• _GIVEN EXERCISE_:
Word for word, restate every line of the listing that follows.
— BEGIN —
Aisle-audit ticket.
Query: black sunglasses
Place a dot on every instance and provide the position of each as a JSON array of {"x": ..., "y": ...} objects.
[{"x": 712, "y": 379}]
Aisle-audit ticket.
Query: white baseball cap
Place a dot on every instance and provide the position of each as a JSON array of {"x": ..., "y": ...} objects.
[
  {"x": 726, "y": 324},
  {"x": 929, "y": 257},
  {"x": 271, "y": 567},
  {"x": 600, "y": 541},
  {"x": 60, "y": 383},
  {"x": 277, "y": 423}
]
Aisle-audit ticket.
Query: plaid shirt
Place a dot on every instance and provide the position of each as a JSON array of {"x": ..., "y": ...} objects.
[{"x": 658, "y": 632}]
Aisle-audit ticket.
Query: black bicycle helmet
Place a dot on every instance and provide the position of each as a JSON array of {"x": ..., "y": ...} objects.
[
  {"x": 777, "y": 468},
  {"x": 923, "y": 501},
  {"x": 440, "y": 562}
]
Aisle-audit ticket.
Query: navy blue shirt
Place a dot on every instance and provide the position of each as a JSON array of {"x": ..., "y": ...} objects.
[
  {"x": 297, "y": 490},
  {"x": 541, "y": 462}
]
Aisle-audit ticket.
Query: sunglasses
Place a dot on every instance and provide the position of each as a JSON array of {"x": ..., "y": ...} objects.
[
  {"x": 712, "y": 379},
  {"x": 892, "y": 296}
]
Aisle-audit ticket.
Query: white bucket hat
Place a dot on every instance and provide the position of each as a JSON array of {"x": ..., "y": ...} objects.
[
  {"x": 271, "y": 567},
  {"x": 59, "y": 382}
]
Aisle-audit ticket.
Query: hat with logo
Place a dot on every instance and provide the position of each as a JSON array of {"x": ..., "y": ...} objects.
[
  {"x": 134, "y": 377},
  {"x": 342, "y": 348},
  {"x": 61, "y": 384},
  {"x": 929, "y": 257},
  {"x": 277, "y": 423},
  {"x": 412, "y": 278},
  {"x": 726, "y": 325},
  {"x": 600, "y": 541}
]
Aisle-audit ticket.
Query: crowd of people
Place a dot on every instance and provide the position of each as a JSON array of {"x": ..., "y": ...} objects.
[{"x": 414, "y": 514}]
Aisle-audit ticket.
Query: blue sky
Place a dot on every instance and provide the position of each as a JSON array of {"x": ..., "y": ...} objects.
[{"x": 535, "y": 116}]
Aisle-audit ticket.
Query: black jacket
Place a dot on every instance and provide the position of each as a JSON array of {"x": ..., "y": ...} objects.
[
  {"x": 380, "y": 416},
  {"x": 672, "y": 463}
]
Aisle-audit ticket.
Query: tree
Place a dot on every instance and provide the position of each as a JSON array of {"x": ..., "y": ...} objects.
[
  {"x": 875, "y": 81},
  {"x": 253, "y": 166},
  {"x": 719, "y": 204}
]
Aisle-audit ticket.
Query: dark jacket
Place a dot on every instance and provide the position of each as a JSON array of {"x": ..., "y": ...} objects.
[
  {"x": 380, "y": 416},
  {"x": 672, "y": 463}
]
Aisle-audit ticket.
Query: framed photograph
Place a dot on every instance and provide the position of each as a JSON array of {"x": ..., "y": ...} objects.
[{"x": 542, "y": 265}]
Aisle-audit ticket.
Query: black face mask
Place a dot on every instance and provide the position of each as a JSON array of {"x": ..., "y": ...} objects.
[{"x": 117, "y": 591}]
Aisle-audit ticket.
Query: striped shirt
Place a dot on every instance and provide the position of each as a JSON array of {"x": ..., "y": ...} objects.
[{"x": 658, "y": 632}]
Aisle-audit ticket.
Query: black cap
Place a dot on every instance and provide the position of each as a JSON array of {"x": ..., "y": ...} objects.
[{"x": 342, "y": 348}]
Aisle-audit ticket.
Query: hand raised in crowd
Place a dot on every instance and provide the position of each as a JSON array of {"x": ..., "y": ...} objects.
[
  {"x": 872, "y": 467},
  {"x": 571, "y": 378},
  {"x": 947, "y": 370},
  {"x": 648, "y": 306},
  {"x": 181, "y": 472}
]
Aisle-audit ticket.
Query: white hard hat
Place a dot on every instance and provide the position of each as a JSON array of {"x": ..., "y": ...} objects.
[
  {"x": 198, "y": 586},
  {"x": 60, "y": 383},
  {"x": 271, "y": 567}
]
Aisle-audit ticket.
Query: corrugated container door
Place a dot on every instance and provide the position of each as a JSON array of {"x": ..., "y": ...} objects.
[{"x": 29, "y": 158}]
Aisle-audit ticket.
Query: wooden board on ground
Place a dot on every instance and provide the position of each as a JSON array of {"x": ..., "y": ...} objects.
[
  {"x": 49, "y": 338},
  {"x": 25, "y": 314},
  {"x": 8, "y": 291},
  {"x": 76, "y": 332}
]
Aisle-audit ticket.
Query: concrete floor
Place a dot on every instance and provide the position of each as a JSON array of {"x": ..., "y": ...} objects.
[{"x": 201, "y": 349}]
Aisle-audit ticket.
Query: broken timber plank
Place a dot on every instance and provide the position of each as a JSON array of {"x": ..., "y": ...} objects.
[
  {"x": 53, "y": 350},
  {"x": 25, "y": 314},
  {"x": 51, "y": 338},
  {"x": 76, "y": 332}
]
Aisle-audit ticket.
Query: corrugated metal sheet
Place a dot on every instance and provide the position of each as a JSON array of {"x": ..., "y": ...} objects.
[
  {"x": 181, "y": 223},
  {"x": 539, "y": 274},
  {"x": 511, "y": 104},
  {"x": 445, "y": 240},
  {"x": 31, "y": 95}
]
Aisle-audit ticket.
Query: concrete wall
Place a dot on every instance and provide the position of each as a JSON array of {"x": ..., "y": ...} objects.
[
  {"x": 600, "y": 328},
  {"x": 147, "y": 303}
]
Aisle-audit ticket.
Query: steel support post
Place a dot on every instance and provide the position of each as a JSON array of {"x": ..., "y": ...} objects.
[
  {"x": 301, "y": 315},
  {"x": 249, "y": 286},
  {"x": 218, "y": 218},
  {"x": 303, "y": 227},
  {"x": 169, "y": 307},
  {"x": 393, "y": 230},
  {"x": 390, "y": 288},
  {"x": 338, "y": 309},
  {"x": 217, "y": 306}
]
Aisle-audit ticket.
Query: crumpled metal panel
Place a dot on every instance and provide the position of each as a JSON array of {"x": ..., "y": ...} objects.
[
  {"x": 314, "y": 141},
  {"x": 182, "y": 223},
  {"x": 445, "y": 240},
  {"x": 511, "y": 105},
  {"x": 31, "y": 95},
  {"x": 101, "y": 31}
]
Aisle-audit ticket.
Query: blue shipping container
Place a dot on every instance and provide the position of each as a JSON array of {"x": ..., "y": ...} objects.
— END —
• _COMPLETE RESPONSE_:
Aisle-audit ticket.
Query: black sunglasses
Place a dot on every instance and provide the position of each as a JSON array of {"x": ..., "y": ...} objects.
[{"x": 712, "y": 379}]
Aisle-audit ticket.
Query: white baseball cap
Place a dot on every instance and provide the position of each as a JSON array of {"x": ..., "y": ...} objects.
[
  {"x": 726, "y": 324},
  {"x": 929, "y": 257},
  {"x": 271, "y": 567},
  {"x": 600, "y": 541},
  {"x": 60, "y": 383},
  {"x": 277, "y": 423}
]
Aisle-audit ticket.
Query: plaid shirt
Place a dot on every instance and provide the position of each as a JSON array of {"x": ..., "y": ...} objects.
[{"x": 658, "y": 632}]
Aisle-audit ticket.
Query: black bicycle helmet
Place a dot on every instance and provide the position of each as a JSON array of {"x": ..., "y": ...} objects.
[
  {"x": 777, "y": 468},
  {"x": 923, "y": 501},
  {"x": 440, "y": 562}
]
Aisle-audit ticket.
Query: navy blue shirt
Place a dot on every instance and provide the position of each as a JSON array of {"x": ..., "y": ...} objects.
[
  {"x": 297, "y": 490},
  {"x": 541, "y": 462}
]
Aisle-audit ticket.
Query: sunglasses
Place a dot on every instance and provide the position of each as a JSON array of {"x": ..., "y": ...} objects.
[
  {"x": 712, "y": 379},
  {"x": 892, "y": 296}
]
Aisle-audit ticket.
Query: white bucket hat
Place a dot on every instance and provide the position of each as a JSON array of {"x": ..., "y": ...} objects.
[
  {"x": 271, "y": 567},
  {"x": 59, "y": 382}
]
Aisle-audit ticket.
Query: hat with logo
Place a dot on every instance and provide the position of each as a JSON array of {"x": ..., "y": ...} objects.
[
  {"x": 134, "y": 377},
  {"x": 342, "y": 348},
  {"x": 61, "y": 384},
  {"x": 929, "y": 257},
  {"x": 277, "y": 423},
  {"x": 412, "y": 278},
  {"x": 726, "y": 325},
  {"x": 600, "y": 541}
]
Aisle-audit ticket.
Query: crowd of people
Place a dot on every instance and provide the position of each as a JSON array of {"x": ..., "y": ...} objects.
[{"x": 414, "y": 514}]
Aisle-audit ticket.
Query: blue sky
Place a dot on every instance and provide the position of each as a JSON array of {"x": ..., "y": ...} objects.
[{"x": 535, "y": 116}]
Aisle-audit ticket.
Query: black jacket
Place a dot on every instance and provide the position of each as a JSON array of {"x": ..., "y": ...} objects.
[
  {"x": 380, "y": 416},
  {"x": 672, "y": 463}
]
Aisle-audit ticket.
Query: tree
Place a dot on every instance and provide the position of each as a JSON array of {"x": ..., "y": ...} objects.
[
  {"x": 875, "y": 81},
  {"x": 253, "y": 166},
  {"x": 719, "y": 204}
]
Aisle-audit ticket.
Query: dark jacket
Place a dot on every instance and provide the position of each as a JSON array of {"x": ..., "y": ...} objects.
[
  {"x": 380, "y": 416},
  {"x": 672, "y": 463}
]
Aisle-audit ticket.
Query: framed photograph
Place a dot on every instance and provide the position of each as a JSON array of {"x": ..., "y": ...} objects.
[{"x": 542, "y": 265}]
Aisle-audit ticket.
Query: black face mask
Place a dot on every instance and provide the position of each as a JSON array of {"x": ..., "y": ...} objects.
[{"x": 117, "y": 591}]
Aisle-audit ticket.
Query: striped shirt
Place a dot on every instance and provide the position of each as a JSON array of {"x": ..., "y": ...} objects.
[{"x": 658, "y": 632}]
Aisle-audit ticket.
Query: black cap
Place a dot on every instance and provide the position of each as a JSON array of {"x": ..., "y": ...} objects.
[{"x": 342, "y": 348}]
Aisle-audit ticket.
Query: hand raised in crowd
Place a dot on every instance and provide the position of each as a JSON array of {"x": ..., "y": ...} objects.
[
  {"x": 872, "y": 467},
  {"x": 571, "y": 378},
  {"x": 947, "y": 370},
  {"x": 648, "y": 306},
  {"x": 181, "y": 472}
]
Aisle-audit ticket.
Query: white hard hat
Place a dot on every instance and provide the position of each as a JSON array of {"x": ..., "y": ...} objects.
[
  {"x": 198, "y": 586},
  {"x": 60, "y": 383},
  {"x": 271, "y": 567}
]
Aisle-audit ticket.
Query: corrugated container door
Place a dot on every instance and provide the position of each as a JSON array of {"x": ..., "y": ...} objects.
[{"x": 29, "y": 158}]
Aisle-audit ticket.
Query: wooden board on ground
Place a dot on every instance and provide the position of each as a JSON array of {"x": ..., "y": ...} objects.
[
  {"x": 49, "y": 338},
  {"x": 25, "y": 314},
  {"x": 8, "y": 291},
  {"x": 76, "y": 332}
]
Aisle-audit ticket.
Query: concrete floor
Place a dot on every instance and provide the position of each as a JSON array of {"x": ..., "y": ...} objects.
[{"x": 201, "y": 349}]
Aisle-audit ticket.
Query: broken timber plank
Place a dot on every instance and provide the position of each as a JSON array of {"x": ..., "y": ...} objects.
[
  {"x": 53, "y": 350},
  {"x": 25, "y": 314},
  {"x": 51, "y": 338},
  {"x": 76, "y": 332}
]
Aisle-audit ticket.
Query: corrugated metal sheet
Place a dot on every instance and provide the position of each as a JSON array of {"x": ..., "y": ...} objects.
[
  {"x": 181, "y": 223},
  {"x": 539, "y": 274},
  {"x": 511, "y": 104},
  {"x": 445, "y": 240},
  {"x": 31, "y": 95}
]
Aisle-audit ticket.
Query: concrete wall
Place a dot on every instance and provide the position of each as a JSON array of {"x": ..., "y": ...} objects.
[
  {"x": 600, "y": 328},
  {"x": 147, "y": 303}
]
Aisle-audit ticket.
Query: steel support post
Place a dot on every instance and provide the position of each as a JSON array of {"x": ..., "y": ...} objects.
[
  {"x": 301, "y": 315},
  {"x": 249, "y": 286},
  {"x": 218, "y": 218},
  {"x": 303, "y": 227},
  {"x": 169, "y": 307},
  {"x": 393, "y": 230},
  {"x": 390, "y": 288},
  {"x": 338, "y": 309},
  {"x": 217, "y": 306}
]
Aisle-audit ticket.
Query: crumpled metal panel
Place a dot on every instance and provide the position of each as a JSON array of {"x": ..., "y": ...} objects.
[
  {"x": 314, "y": 141},
  {"x": 182, "y": 223},
  {"x": 445, "y": 240},
  {"x": 511, "y": 105},
  {"x": 31, "y": 95},
  {"x": 101, "y": 31}
]
Aisle-audit ticket.
Query: blue shipping container
Place a dot on every instance and provide the position of each as a JSON array of {"x": ..., "y": ...} objects.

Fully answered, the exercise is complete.